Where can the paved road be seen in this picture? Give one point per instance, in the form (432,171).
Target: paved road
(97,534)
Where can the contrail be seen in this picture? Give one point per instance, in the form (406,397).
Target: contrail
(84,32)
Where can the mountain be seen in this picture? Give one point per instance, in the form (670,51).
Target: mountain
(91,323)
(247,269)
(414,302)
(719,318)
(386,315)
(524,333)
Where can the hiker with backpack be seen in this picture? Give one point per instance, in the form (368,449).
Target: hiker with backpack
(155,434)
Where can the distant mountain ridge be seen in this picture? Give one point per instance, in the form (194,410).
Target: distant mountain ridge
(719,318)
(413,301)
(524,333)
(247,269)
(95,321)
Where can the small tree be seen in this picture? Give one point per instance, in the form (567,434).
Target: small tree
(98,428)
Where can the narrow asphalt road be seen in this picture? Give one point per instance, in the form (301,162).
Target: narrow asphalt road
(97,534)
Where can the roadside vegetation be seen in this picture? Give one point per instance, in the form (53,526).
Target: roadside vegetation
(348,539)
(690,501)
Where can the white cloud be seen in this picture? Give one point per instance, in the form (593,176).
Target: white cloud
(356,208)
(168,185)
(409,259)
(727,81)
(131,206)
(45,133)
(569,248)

· · · · · · ·

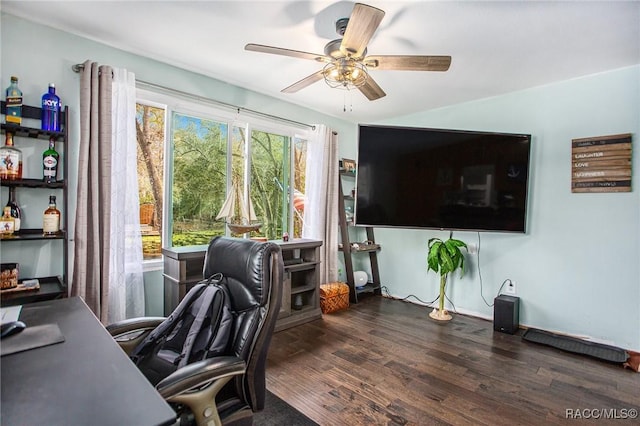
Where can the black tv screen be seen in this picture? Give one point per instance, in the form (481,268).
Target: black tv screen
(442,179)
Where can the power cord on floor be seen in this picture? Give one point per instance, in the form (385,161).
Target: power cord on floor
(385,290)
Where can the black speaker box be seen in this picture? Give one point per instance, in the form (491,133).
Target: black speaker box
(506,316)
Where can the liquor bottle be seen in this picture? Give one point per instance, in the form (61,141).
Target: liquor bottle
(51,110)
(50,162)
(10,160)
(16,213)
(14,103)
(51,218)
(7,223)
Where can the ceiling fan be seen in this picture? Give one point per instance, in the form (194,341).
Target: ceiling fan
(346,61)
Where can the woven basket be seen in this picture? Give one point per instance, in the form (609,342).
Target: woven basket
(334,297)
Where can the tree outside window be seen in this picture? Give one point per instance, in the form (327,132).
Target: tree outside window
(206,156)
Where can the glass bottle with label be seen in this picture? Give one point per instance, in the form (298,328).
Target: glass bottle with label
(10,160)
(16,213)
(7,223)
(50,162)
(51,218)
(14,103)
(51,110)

· · · · · · ·

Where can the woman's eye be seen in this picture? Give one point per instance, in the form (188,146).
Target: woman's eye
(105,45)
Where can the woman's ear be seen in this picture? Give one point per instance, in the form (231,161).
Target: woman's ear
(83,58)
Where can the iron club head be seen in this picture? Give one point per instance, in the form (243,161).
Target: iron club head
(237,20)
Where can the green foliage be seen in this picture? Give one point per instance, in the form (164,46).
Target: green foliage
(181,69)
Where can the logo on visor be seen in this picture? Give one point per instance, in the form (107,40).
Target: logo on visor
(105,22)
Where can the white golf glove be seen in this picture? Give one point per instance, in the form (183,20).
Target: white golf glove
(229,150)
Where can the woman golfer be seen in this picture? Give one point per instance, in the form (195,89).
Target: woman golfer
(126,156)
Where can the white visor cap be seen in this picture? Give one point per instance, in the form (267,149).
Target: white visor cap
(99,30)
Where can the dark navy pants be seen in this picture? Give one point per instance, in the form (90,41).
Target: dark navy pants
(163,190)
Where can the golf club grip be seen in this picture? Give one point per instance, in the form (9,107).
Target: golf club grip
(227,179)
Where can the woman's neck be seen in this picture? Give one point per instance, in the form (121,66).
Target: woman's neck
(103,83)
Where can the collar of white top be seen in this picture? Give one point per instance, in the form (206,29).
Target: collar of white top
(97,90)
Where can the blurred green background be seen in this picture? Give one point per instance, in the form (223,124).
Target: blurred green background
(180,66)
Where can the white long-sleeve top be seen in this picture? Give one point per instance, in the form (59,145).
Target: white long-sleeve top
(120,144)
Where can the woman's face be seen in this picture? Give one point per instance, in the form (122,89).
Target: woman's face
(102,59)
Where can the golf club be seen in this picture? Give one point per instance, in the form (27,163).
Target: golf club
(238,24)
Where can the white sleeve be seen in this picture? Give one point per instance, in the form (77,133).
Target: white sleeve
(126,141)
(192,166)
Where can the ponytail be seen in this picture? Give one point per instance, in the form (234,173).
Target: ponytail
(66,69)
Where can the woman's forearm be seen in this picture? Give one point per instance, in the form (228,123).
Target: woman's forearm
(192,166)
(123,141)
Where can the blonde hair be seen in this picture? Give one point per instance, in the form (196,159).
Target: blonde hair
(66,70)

· · · · · · ·

- Exercise instructions -
Identify every line in the entries above that contains the string "glass", and copy each such line.

- Result -
Where can the glass bottle with label be seen in this picture? Give one point per instance, in the form (298,328).
Target: glass bottle with label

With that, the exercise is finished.